▸ Extracted records:
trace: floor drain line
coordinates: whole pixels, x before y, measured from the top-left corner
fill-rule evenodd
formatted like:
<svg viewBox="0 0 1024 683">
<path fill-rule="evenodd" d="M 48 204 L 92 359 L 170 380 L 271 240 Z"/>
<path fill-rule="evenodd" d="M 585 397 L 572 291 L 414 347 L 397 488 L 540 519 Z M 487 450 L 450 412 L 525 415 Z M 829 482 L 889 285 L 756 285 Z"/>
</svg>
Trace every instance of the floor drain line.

▸ Description of the task: Every line of the records above where the string "rule" is found should be copied.

▸ Solution for this exercise:
fill-rule evenodd
<path fill-rule="evenodd" d="M 48 204 L 92 359 L 170 380 L 271 240 Z"/>
<path fill-rule="evenodd" d="M 585 397 L 572 291 L 414 347 L 397 488 L 540 519 Z M 487 450 L 450 412 L 525 415 Z M 829 482 L 889 285 L 756 285 Z"/>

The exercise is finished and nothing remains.